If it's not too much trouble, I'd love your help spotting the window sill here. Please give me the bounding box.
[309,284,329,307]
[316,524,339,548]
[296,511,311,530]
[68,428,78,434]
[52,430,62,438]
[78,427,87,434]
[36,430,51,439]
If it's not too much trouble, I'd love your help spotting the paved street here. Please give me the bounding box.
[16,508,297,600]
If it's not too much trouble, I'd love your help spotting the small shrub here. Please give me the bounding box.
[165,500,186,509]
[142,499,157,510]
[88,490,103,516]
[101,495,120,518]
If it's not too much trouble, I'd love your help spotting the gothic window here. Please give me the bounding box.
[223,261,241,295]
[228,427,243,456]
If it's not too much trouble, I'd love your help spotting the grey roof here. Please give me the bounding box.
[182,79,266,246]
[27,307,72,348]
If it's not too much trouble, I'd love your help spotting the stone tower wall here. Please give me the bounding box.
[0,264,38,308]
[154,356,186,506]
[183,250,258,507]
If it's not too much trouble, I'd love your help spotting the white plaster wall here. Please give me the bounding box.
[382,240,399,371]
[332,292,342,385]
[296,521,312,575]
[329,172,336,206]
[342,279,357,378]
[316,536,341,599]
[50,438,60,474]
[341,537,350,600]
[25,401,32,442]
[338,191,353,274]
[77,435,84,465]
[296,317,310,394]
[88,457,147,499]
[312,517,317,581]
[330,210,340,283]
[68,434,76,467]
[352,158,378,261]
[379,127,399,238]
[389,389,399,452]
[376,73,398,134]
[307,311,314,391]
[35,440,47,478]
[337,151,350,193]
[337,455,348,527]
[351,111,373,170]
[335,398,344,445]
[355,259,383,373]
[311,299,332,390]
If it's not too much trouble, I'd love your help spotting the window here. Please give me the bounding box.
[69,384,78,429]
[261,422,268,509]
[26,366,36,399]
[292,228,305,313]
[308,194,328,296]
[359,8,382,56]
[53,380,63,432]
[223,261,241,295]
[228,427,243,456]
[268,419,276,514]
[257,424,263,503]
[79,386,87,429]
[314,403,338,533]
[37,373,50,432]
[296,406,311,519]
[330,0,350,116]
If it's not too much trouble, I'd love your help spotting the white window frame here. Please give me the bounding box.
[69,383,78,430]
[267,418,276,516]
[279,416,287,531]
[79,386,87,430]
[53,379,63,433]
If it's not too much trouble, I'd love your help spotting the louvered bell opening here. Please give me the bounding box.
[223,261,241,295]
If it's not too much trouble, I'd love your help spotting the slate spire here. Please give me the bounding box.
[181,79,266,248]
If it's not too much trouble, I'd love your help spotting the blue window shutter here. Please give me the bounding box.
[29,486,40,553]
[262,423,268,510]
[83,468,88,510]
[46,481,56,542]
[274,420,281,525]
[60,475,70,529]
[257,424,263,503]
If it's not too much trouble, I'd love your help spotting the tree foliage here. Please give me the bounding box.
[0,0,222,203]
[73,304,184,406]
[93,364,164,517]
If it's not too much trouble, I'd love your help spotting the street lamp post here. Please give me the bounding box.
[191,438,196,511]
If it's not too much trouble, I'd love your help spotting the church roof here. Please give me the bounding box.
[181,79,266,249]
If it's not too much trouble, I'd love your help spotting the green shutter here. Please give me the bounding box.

Problem requirements: Retype the lines above, keeping every character.

Reply to the task:
If it's not too much trouble, I'd love your help spotting the window sill here. Please give me the bounding box.
[309,284,329,307]
[316,524,339,548]
[296,511,311,530]
[68,428,78,434]
[52,430,62,438]
[78,427,87,434]
[36,430,51,439]
If it's not too much trouble, I'd love your help spotting the paved street here. Please give me the bounding box.
[16,508,297,600]
If it's not too much trouble, I'd love your help spotting the small shrub here. Please give me the bounding box.
[165,500,186,509]
[142,499,157,510]
[88,490,103,516]
[101,495,120,518]
If it's not too much trouble, I'd love your help spotting the gothic window here. Please give me the bounding box.
[223,261,241,295]
[228,427,243,456]
If it's not too much trouble, I'd love your help spotting the grey roof here. Please give me the bounding box.
[182,79,266,246]
[27,307,72,348]
If it's not too much trouble, I'd love your help spotting the stone tower wall here. Please give me the bounding box.
[0,264,38,308]
[154,356,186,506]
[183,250,258,507]
If it's not too much trouble, I'd love your help spotting the white plaster wall here. Please give me the bounding box.
[382,240,399,371]
[332,292,342,385]
[296,521,312,575]
[329,172,336,206]
[342,279,357,378]
[316,536,341,599]
[50,438,60,474]
[341,537,350,600]
[25,401,32,442]
[338,191,353,274]
[77,435,84,465]
[296,317,310,394]
[88,457,147,499]
[312,517,317,581]
[330,210,340,283]
[68,434,76,467]
[352,158,378,261]
[379,127,399,238]
[389,389,399,452]
[376,73,398,134]
[307,311,314,391]
[35,440,47,478]
[337,151,350,193]
[337,455,348,527]
[351,111,373,170]
[335,398,344,445]
[355,259,383,373]
[311,299,332,390]
If it's not too much trouble, I'd love your help spotting the window here. Please give me the bounding box.
[69,384,78,429]
[261,422,268,509]
[26,366,36,399]
[292,228,305,313]
[308,194,328,296]
[359,8,382,56]
[53,380,63,432]
[223,261,241,295]
[228,427,243,456]
[268,419,276,514]
[257,424,263,503]
[79,386,87,429]
[314,403,338,533]
[37,373,50,432]
[296,406,311,519]
[330,0,350,116]
If it's not too much trouble, I'd love your help spotting the white window frame here. Please give me the bounding box.
[69,383,78,430]
[267,418,276,516]
[279,416,287,531]
[79,386,87,430]
[53,379,63,433]
If it's not too much trouble, I'd love your help spotting the louvered bell opening here. Please give me the bounding box.
[223,261,241,295]
If it's not too much trouble, I'd love your help spotting the slate spire here. Please give me the bounding box.
[181,79,266,248]
If it's not too much trouble, I'd love your help spotting the blue window shutter here. Please give me the bounding box.
[29,486,40,553]
[262,423,268,510]
[83,468,88,510]
[46,481,56,542]
[274,420,281,525]
[60,475,70,529]
[257,424,263,503]
If it's not too much trouble, I'd love your help spotting the tree foliage here. Please give me the bounding box.
[0,0,222,203]
[73,304,184,406]
[93,364,164,517]
If it's not too much trouble, I'd love your help spotting the street lamp post here. Please give me the bounding box.
[191,438,196,511]
If it's not too much trouble, I'd love your help spotting the church roof here. Please give me the bounding box.
[181,79,266,249]
If it's not too much trouble, I'd love your help spotting the green shutter here. Please give me the bounding box.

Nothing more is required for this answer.